┌─ Segment de texte

Publié dans La Lettre du GCCG - Stratégies managériales - Réflexions et humanisme - Divers
Chère lectrice, cher lecteur. ,
Je reprends le cycle des interviews de personnes pouvant, par leur réflexion et leur expérience, nous donner des perspectives. …
Svetlana, diplômée en psychologie et docteur en sociologie, est actuellement conférencière et enseignante pour les étudiants des cycles supérieurs et les doctorants à l'Institut Supérieur des Sciences Politiques à Tokyo. .
Nous nous connaissons depuis cinq ans, et elle a accepté d’être interviewée et de partager son expérience d’expatriée au Japon après une étonnante vie et carrière à l’international. .
Pouvez-vous nous parler de votre parcours avant d’arriver au Japon. ?
Je suis née dans une petite ville au pied de la plus haute montagne du Caucase, à l'ère soviétique et en pleine guerre froide.
Deux cents ans avant ma naissance, l'Empire Russe avait exterminé la plupart de mes ancêtres au cours de la longue guerre Russo-Caucasienne, brûlant leurs villages à feu et à sang pour accéder à la Mer Noire.
Avant d’arriver au Japon, j'ai vécu huit ans à Genève, en Suisse, où j'ai étudié le français à l'Université de Genève puis travaillé dans une des institutions des Nations Unies. Avant cela, j'ai vécu et travaillé à New York pendant de nombreuses années, et j'ai même eu la chance de vivre deux ans à Paris et n’ayant pas de permis de travail, je suivais des cours d'histoire de l'art à la Sorbonne.
Quelles langues parlez-vous. ?
J'ai grandi en lisant Pouchkine, Tolstoï et Dostoïevski et en écoutant Tchaïkovski, Rachmaninov et Chostakovitch. Je suis à bien des égards un produit de la culture russe ; je parle le russe bien mieux que la langue de mes ancêtres circassiens. Outre ces deux langues, je parle également l'anglais et le français.
J'apprends le japonais depuis plusieurs années, mais c'est une tâche extrêmement difficile et je suis encore loin de le parler couramment.
Qu’est-ce qui vous a amené au Japon. ? :
Lorsque mon contrat à l'ONU à Genève a pris fin, j'ai été confrontée à un choix : chercher un nouvel emploi en Europe ou retourner aux États-Unis ou en Russie.

└─
┌─ Segment de données

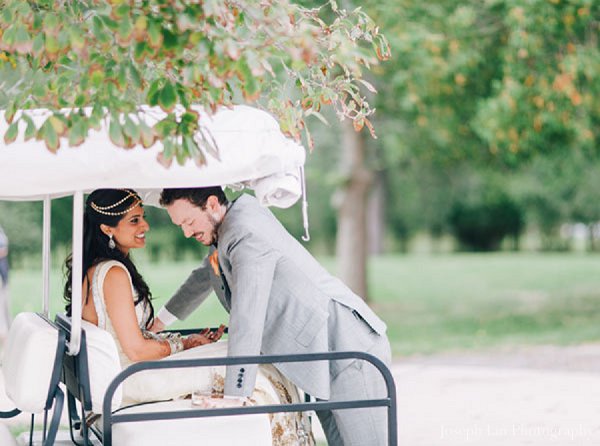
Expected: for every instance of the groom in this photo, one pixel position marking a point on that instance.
(281, 301)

└─

◆ Consignes de travail ◆
Poursuivez l'entretien avec Svetlana sur son expatriation au Japon en reprenant après sa dernière phrase.

◆ Réponse proposée ◆
Aucune de ces options ne m'inspirait. À ce moment-là, j'étais célibataire et libre de tout lien. Je pouvais enfin réaliser mon rêve de m'immerger dans la culture et la vie d'un pays qui me fascinait depuis toujours et qui m’avait paru, jusqu’à lors, hors de portée.
J'ai d'abord été invitée comme chercheur principal à l'université de Keio, puis j'ai commencé ma carrière d'enseignante.
À l'université de Tokyo, l'une des plus prestigieuses en Asie, j'ai enseigné des programmes de formation sur les compétences en communication et les présentations académiques, et à l'Institut Supérieur des Sciences Politiques, où je travaille toujours, je donne des conférences et des séminaires pour les étudiants aux cycles supérieurs et au doctorat qui rédigent des thèses et des documents politiques. Ma formation en psychologie, mon doctorat en sociologie et mes expériences professionnelles variées et multidisciplinaires m'aident dans mon travail qui me procure une incroyable satisfaction.
Parlez-nous de votre vie au Japon et de ce que vous observez de la culture japonaise. …
Je vis au Japon depuis sept ans maintenant, dont la moitié pendant la pandémie. En repensant à la manière dont les pays du monde ont géré cette crise mondiale sans précédent, je ne peux m’empêcher d’admettre que j’ai eu de la chance d’être ici plutôt qu’en Europe, en Russie ou aux États-Unis.
Il faut comprendre certains traits du peuple japonais pour apprécier ma déclaration.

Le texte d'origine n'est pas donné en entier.